(Prompt): The response should be the records below, repeated exactly, with each picture left out.

(Records to process):
☆ ☆ ☆
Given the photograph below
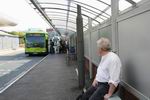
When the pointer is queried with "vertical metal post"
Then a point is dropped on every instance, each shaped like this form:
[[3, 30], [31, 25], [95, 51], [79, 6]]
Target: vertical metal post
[[114, 25], [80, 48], [90, 47]]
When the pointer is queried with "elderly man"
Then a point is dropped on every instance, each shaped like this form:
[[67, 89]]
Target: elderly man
[[108, 73]]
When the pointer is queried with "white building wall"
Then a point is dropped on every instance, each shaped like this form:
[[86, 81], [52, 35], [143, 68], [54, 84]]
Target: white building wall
[[134, 49]]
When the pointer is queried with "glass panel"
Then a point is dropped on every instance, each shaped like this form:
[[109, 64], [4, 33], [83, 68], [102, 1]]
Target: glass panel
[[99, 19], [72, 25], [53, 6], [55, 1], [137, 1], [94, 3], [57, 22], [88, 14], [108, 11], [123, 4], [107, 1]]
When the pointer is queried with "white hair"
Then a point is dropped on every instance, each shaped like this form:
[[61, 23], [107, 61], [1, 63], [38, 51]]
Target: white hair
[[104, 44]]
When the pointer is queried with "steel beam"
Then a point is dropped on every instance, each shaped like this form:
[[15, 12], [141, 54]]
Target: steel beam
[[114, 25], [35, 3], [80, 48], [132, 2], [73, 12]]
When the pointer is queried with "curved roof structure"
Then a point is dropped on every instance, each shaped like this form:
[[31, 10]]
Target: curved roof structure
[[6, 21], [63, 12]]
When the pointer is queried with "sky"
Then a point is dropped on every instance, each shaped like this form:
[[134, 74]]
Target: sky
[[23, 14]]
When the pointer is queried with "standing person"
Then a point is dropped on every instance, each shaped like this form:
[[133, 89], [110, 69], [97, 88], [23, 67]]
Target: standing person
[[108, 73]]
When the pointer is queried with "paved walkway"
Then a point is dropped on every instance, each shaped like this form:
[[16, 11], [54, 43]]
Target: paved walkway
[[50, 80]]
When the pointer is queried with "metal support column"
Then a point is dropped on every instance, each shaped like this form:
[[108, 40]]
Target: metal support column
[[114, 25], [80, 48], [90, 47]]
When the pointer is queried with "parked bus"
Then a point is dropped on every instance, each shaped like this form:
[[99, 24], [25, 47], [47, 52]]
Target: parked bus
[[36, 42]]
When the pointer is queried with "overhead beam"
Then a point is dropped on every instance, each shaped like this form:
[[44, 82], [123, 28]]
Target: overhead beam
[[104, 3], [73, 12], [132, 2], [85, 8], [69, 2], [99, 14], [35, 3], [90, 6]]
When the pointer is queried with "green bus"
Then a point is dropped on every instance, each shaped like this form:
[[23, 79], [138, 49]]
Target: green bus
[[36, 42]]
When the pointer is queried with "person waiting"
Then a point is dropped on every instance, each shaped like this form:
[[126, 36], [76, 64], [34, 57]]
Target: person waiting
[[108, 73]]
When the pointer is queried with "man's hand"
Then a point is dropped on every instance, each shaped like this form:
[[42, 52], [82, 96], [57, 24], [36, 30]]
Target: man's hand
[[95, 83], [107, 96]]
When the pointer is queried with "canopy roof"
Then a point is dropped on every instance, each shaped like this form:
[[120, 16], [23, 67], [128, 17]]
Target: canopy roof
[[62, 13]]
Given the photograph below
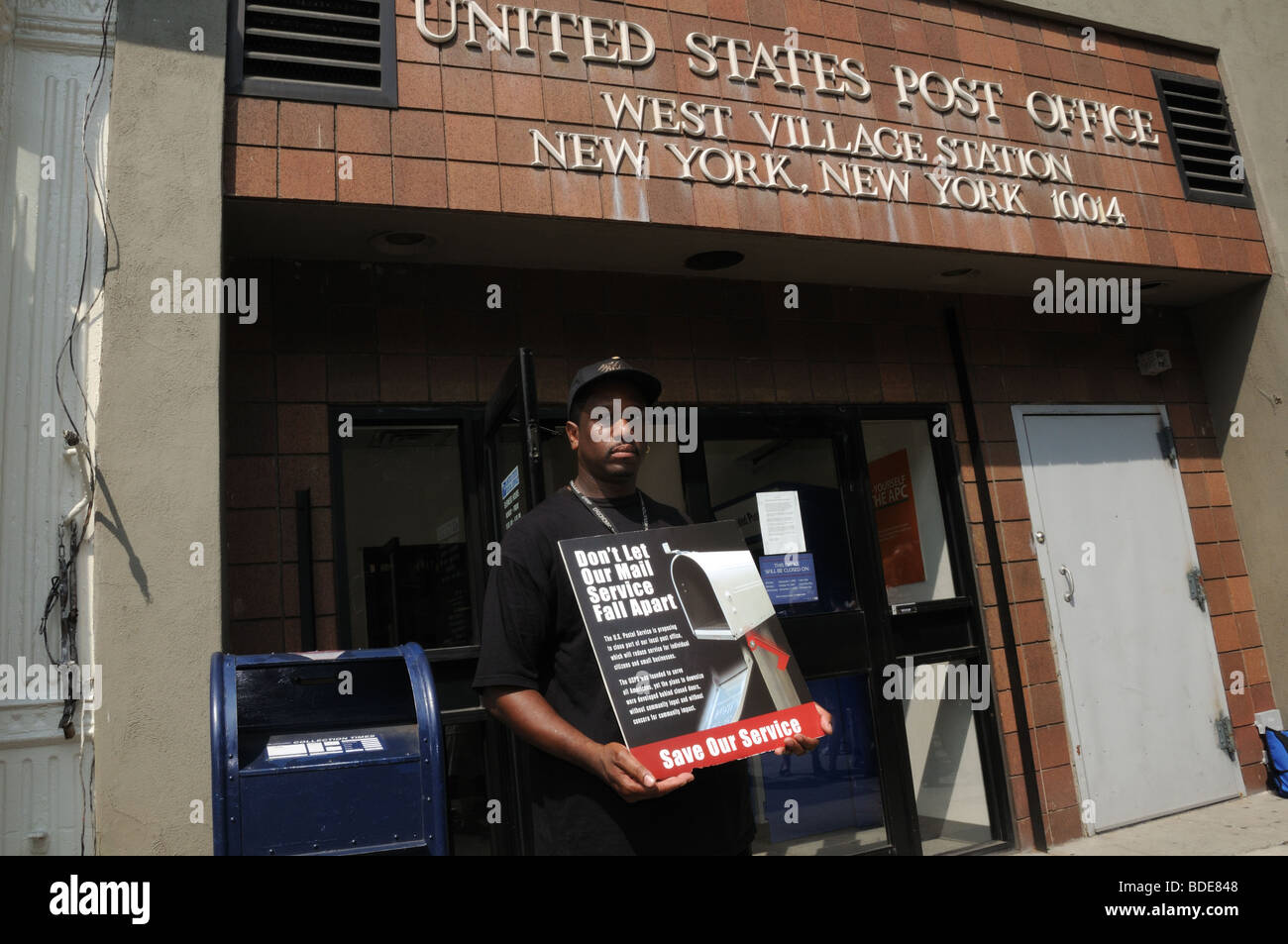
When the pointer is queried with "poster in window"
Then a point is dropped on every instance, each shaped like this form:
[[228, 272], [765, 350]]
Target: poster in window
[[897, 519]]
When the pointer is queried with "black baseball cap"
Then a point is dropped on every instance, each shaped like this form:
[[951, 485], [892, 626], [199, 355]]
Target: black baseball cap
[[618, 369]]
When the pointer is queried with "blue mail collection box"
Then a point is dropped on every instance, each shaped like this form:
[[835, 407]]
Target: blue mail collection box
[[317, 754]]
☆ ☆ ☆
(Answer section):
Given the photograph below
When the pointer is queried with "vertical metal post"
Then a point is dropped on every instance, each shaped like this form:
[[3, 30], [31, 25], [95, 51], [79, 6]]
Target: vertical metal post
[[114, 25], [80, 48], [90, 47]]
When the pointer is queried with "elderly man"
Then a point is dropped on every instance, each shaped like this form:
[[67, 89]]
Target: elderly man
[[108, 73]]
When the pointer is queried with "white building wall"
Then a point is dropped on every instance, each shaped like this form:
[[86, 81], [52, 35], [143, 68], [54, 84]]
Target: white building wall
[[134, 49]]
When the pointer is queried with "glass panel"
Then a point is dropped on every instance, each shaped like this form:
[[109, 64], [4, 33], [83, 68], [102, 1]]
Target: glass panel
[[99, 19], [72, 25], [53, 6], [55, 1], [137, 1], [94, 3], [57, 22], [88, 14], [108, 11], [123, 4], [107, 1]]
When the pointer is queried with "white hair"
Then a point is dropped on every instance, each shaped like this form:
[[61, 23], [107, 61], [1, 63], [38, 51]]
Target: white hair
[[104, 44]]
When the pointer is queried with "steel beam"
Then a point is dropped on every instance, each shaped like this form:
[[15, 12], [141, 54]]
Target: steel beam
[[114, 25], [35, 3], [80, 48], [132, 2], [73, 12]]
When the pointer is queried with "curved roof structure"
Then a point is dropped on every instance, each shaped like this form:
[[31, 10]]
Target: curved roof structure
[[6, 21], [63, 12]]
When the pointer is queried with "sky"
Then a point is dropped on every instance, each shaped like this form:
[[134, 74]]
Target: sky
[[23, 14]]
When the pointer is queried with "standing person"
Then a point is dropped on every instance, each shaped like this form:
[[133, 89], [110, 69], [97, 88], [23, 67]]
Target: standing person
[[108, 73]]
When the pointer is queried with "paved walkway"
Then a point is dropped on every instance, each shaped like this form:
[[16, 11], [54, 43]]
Target: paved walkway
[[50, 80]]
When the pointer is queried with "metal support column"
Then a point is dropped on every instance, each shaped like this form:
[[108, 40]]
Target: metal support column
[[114, 25], [80, 48], [90, 47]]
When the pointer is queried with "parked bus"
Then a point is dropped on every instance, each shaped like this form:
[[99, 24], [25, 47], [47, 52]]
Target: parked bus
[[36, 42]]
When the pointer is queried with "overhead beam"
Then a point is dropped on every instance, each shaped like this form:
[[44, 82], [123, 28]]
Target: overhead beam
[[104, 3], [73, 12], [132, 2], [85, 8], [69, 2], [99, 14], [35, 3], [90, 6]]
When the pointer is queried with "green bus"
Then a point is dropped on every instance, each shaped like this form:
[[23, 79], [138, 49]]
Target: green bus
[[36, 42]]
When the pointer is queried with "person waiting"
Then a point is dropped on every instance, each shaped like this form:
[[126, 36], [76, 64], [34, 57]]
Target: person waiting
[[108, 73]]
When the pointer is queried with "man's hand"
Then a point is dropped on every instance, each shaped like this form:
[[42, 52], [82, 96], [57, 24], [36, 30]]
Target: man's hand
[[95, 83], [107, 96]]
When the pointer is queried with "canopy roof"
Then a point is dropped on every instance, each shaped like this form:
[[120, 16], [23, 67], [128, 17]]
Target: canopy roof
[[62, 13]]
Given the photograph below
When the pointer is queried with "poster in window"
Then a point is dropped on every instance, each shaped like this form:
[[228, 272], [765, 350]]
Target: poster in window
[[897, 519]]
When the pointer is queried with "black baseball cap"
Then a point is dropped on every instance, each shaped like this form:
[[951, 485], [892, 626], [199, 355]]
Target: black baseball cap
[[618, 369]]
When the pointer is queried with "blue mail collection box"
Then a point is dropped on every instance, each shaped like this form:
[[835, 407]]
Target: blue mail collection box
[[317, 754]]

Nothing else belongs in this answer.